=== Section Start ===

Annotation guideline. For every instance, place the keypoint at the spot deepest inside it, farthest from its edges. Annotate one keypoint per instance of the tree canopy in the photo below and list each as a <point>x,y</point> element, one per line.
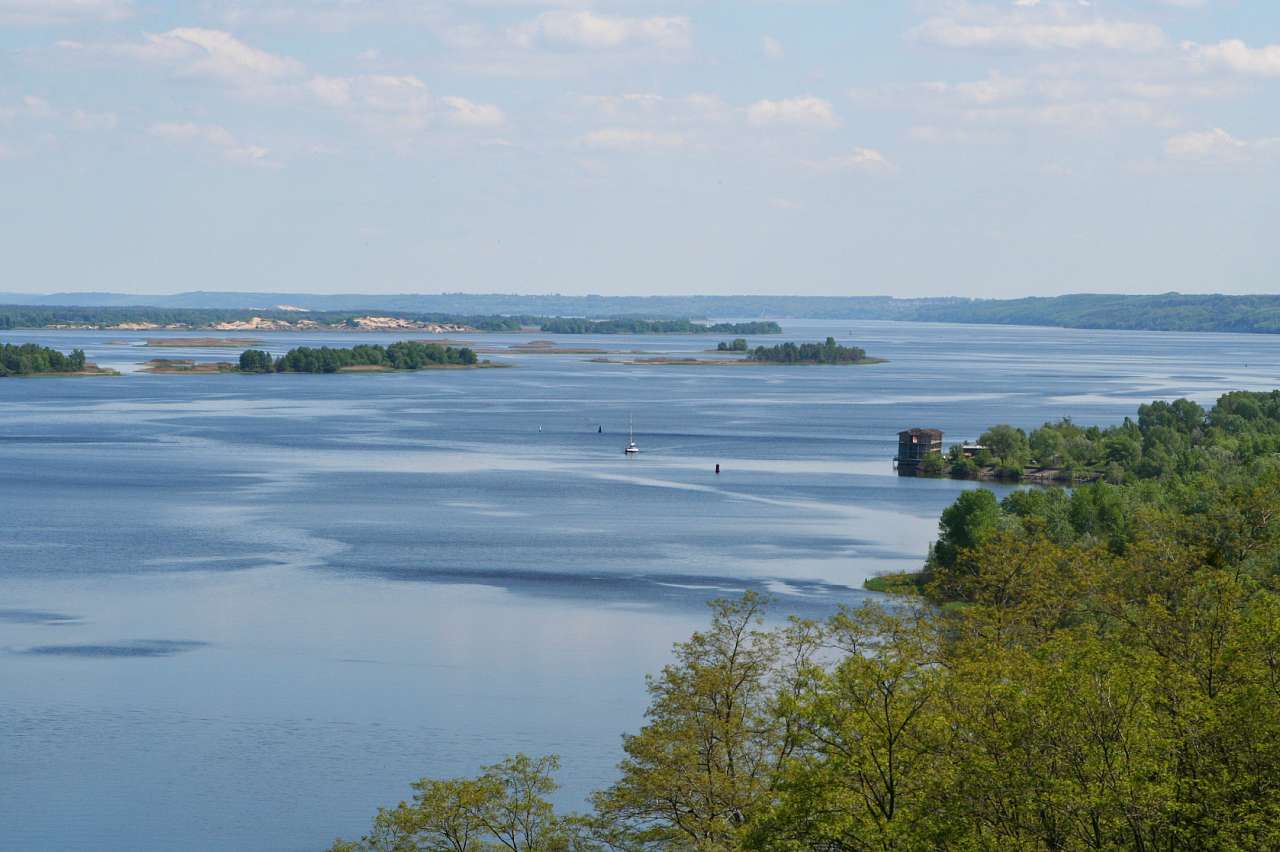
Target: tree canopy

=== Section End ===
=== Section Start ===

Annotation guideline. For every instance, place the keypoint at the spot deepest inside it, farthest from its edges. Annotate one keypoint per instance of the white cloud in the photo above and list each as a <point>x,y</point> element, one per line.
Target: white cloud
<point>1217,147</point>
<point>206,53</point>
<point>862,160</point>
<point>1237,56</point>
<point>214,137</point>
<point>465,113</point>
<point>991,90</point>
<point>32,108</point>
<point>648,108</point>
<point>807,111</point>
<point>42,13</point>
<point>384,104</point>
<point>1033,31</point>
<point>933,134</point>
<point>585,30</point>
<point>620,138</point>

=== Section End ===
=== Section Start ===

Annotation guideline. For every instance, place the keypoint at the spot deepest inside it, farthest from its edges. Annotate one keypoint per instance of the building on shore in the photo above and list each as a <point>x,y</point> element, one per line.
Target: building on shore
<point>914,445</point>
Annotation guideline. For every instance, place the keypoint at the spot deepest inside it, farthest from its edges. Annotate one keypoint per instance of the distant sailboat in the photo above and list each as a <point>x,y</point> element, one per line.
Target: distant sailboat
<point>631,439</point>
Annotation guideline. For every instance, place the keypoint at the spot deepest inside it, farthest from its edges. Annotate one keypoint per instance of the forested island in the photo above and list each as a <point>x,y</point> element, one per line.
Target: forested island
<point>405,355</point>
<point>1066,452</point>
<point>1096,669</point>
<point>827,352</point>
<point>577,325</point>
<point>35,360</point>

=== Section End ===

* **PROBLEM DESCRIPTION**: Output exactly the stretch of the listing that begins at the line containing "of the tree" and ends at the line containing "Target: tree canopy", both kept. Omit pictures and everything else.

* **ANSWER**:
Annotation guideline. For every instance, place the keypoint at the spot deepest inside it, farthest from its edges. Annotate one keypoint per instance of the tree canopy in the photo below and list each as a <point>x,y</point> element, one per line.
Target: tree canopy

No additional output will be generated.